● AIM OF THE EXERCISE
Extract the listing below in full, unchanged.

── INPUT FOR THIS TASK ──

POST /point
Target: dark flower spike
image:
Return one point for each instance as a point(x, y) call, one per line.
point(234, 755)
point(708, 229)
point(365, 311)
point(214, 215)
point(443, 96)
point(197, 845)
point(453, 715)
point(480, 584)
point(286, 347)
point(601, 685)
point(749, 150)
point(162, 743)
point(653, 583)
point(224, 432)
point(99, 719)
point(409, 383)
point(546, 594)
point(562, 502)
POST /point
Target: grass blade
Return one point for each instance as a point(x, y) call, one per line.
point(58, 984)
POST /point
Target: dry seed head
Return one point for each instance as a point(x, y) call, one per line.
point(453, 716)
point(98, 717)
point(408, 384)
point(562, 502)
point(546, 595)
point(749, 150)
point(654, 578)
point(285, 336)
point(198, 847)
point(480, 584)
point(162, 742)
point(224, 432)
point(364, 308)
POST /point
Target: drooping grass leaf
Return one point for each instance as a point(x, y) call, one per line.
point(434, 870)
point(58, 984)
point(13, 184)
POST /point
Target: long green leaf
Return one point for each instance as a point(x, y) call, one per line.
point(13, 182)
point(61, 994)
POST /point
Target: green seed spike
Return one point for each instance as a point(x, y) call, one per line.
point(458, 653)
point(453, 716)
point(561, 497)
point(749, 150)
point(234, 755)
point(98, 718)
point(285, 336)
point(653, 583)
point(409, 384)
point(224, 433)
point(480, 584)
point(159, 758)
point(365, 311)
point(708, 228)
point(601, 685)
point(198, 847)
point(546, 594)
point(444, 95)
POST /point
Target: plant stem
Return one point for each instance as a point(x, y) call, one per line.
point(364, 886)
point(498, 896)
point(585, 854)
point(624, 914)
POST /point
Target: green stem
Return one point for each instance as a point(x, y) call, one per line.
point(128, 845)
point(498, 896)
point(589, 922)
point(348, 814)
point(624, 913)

───

● CORRECT RESPONSE
POST /point
Target: dark flower spike
image:
Return one point for each instance as a point(x, y) call, one per line.
point(234, 755)
point(708, 229)
point(365, 311)
point(214, 215)
point(443, 96)
point(197, 845)
point(453, 715)
point(480, 584)
point(286, 347)
point(601, 685)
point(749, 150)
point(162, 743)
point(653, 583)
point(224, 432)
point(99, 719)
point(409, 383)
point(546, 594)
point(562, 502)
POST /point
Target: grass blade
Return one point for each instance as a point(x, y) call, one per line.
point(58, 984)
POST /point
Target: dry seed head
Return one point for each instance as a point(x, y) call, one per line.
point(453, 716)
point(98, 717)
point(408, 384)
point(562, 502)
point(546, 595)
point(749, 150)
point(654, 578)
point(285, 336)
point(198, 847)
point(480, 584)
point(162, 742)
point(224, 432)
point(364, 308)
POST /point
Target: drooping grass leaf
Return one point for each instance as a point(x, y) call, one per line.
point(434, 870)
point(58, 984)
point(13, 184)
POST /point
Target: long green leaf
Return one point for each instance as a point(x, y) call, one per line.
point(13, 182)
point(61, 994)
POST /point
Target: green seed spike
Return one point for each instance as a point(x, y) call, one per line.
point(458, 653)
point(453, 716)
point(561, 497)
point(749, 150)
point(234, 755)
point(98, 718)
point(285, 336)
point(653, 583)
point(409, 384)
point(224, 433)
point(480, 584)
point(159, 758)
point(365, 311)
point(708, 228)
point(601, 685)
point(198, 847)
point(546, 594)
point(444, 95)
POST /point
Target: plant stem
Return one point for each instance as a point(x, y) call, one per line.
point(364, 886)
point(498, 896)
point(585, 854)
point(624, 914)
POST /point
Target: green stem
Return one point for each instance as a point(x, y) call, one per line.
point(128, 845)
point(498, 896)
point(589, 922)
point(348, 814)
point(624, 913)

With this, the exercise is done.